** Start of TASK MATERIAL **
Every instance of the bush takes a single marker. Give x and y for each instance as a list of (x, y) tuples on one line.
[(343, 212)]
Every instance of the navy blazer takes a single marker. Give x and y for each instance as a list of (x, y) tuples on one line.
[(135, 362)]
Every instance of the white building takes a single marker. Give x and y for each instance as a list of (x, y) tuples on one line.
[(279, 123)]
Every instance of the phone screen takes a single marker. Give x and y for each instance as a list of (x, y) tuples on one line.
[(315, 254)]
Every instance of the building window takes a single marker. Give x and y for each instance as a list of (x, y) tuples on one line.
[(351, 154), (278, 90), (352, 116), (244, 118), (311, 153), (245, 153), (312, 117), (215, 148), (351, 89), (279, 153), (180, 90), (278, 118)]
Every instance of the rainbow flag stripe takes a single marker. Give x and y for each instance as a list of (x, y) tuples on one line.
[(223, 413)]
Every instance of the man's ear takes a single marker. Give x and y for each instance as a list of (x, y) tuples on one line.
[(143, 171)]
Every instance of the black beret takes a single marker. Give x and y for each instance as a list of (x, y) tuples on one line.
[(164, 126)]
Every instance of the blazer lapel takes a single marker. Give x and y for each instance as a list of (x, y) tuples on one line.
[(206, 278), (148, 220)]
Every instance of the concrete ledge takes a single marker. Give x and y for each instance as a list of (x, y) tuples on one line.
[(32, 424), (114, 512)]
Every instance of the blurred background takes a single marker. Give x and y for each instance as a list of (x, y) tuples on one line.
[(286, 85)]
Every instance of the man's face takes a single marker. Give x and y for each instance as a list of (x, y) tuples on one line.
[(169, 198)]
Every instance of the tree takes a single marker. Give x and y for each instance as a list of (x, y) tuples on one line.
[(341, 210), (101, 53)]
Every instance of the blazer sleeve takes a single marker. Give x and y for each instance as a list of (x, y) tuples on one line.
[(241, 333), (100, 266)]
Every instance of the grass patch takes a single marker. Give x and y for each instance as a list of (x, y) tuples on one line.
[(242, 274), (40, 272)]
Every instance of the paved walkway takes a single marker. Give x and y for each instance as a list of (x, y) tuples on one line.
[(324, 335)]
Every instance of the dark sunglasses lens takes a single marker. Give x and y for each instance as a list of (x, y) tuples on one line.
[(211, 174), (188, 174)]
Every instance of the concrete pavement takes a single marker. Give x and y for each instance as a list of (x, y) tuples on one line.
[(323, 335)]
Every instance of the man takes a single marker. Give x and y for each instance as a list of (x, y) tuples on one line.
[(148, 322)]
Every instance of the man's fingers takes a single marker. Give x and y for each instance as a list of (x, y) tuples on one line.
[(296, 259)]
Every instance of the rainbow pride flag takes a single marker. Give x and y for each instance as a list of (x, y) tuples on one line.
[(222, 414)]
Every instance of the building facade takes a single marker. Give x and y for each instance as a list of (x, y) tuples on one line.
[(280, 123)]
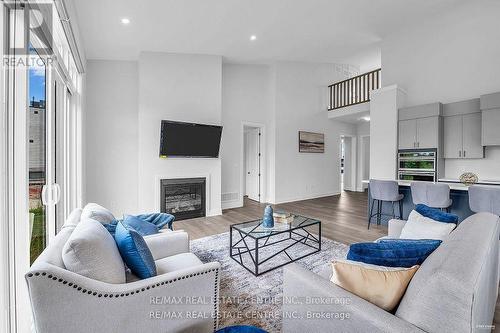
** End of TASK MATERIAL **
PROBLEM DETAILS: Quote every line of the data above word for word, leaving the pictures out.

RESPONSE TO THIS EXERCISE:
Every instance of the bush takes a single marker. Give x and y for each instance as a list of (x, y) tuples on one line.
[(343, 212)]
Every instance of the navy blazer takes a single marker. Give x and y for each instance as a list of (x, y) tuples on one line.
[(135, 362)]
Every instance of the white building takes a single marker. Give x and y for each instance as a list of (x, y) tuples on one line.
[(279, 123)]
Every instance of the phone screen takes a single marker. Give x and y for each instance as a list of (x, y) tuples on one line.
[(315, 254)]
Every instance of the building window takes a single marker. Give x and y for each instance as a list of (x, y) tuples on one line.
[(351, 154), (278, 90), (352, 116), (244, 118), (311, 153), (245, 153), (312, 117), (215, 148), (351, 89), (279, 153), (180, 90), (278, 118)]
Every instance of the rainbow flag stripe takes a single marker. Give x and y for each instance as a list of (x, y) tuples on one line.
[(223, 413)]
Every instance of the man's ear takes a single marker. Give x and y for each instance as a list of (x, y) tuples on one line.
[(143, 171)]
Every instance of the black beret takes a single marker. Give x and y for each instance as a list of (x, y) tuples on one line.
[(164, 126)]
Every instance of the blazer lapel takes a single marker. Give x and y for each instance as a list of (x, y) tuples on one line.
[(206, 278), (148, 220)]
Every instance of the concrete ledge takes a single marker. Give x and y for each instance as a list of (x, y) tuples on one line.
[(32, 424), (114, 512)]
Every instance of the blurred background takes a single marker. Give x and y for each instance as a list of (x, y) tuples on one line.
[(286, 85)]
Every instance of the man's face takes a single marker. Give x and y for each instance as a list of (x, y) tuples on one line.
[(169, 198)]
Every instance of the tree takes a single marker. Give x and y for each instance as a list of (x, y) tuples on one line.
[(341, 210), (101, 53)]
Every instance of the blazer sleeve takes a single marker. Give x and y for each instance as a list of (x, y) tuples on one line.
[(241, 333), (100, 266)]
Every instance of the grass patch takes a single marker. Give x and y for each instance as a list of (x, y) tuples on one line.
[(242, 274), (40, 272)]
Every instance of the paved walkway takes a single marker. Give x and y for each instance as a list of (x, y) tuples on one line.
[(324, 335)]
Every instance of the dark sunglasses lens takes a single marker. Give x and y for each instance as a list of (x, y) tuples on one line.
[(211, 174), (188, 174)]
Every instance of the concrete pavement takes a single marker. Give x and y for each instance as a list of (x, y) tuples on one line.
[(323, 335)]
Every instance of the man takes a single marker. Give x and y for each instance as a list of (x, y) tuples on one line.
[(148, 322)]
Every instance of the man's fingers takes a single marker. Give x and y for each instance as a list of (x, y) tuples on one line.
[(296, 259)]
Every instance of the rainbow pride flag takes a single marker. Give x and y for each instance as a list of (x, y) tuples on one line.
[(222, 414)]
Every instance of the building facade takes a single marker. Give x and y for each instance as a list of (x, y) tuples on one line.
[(280, 123)]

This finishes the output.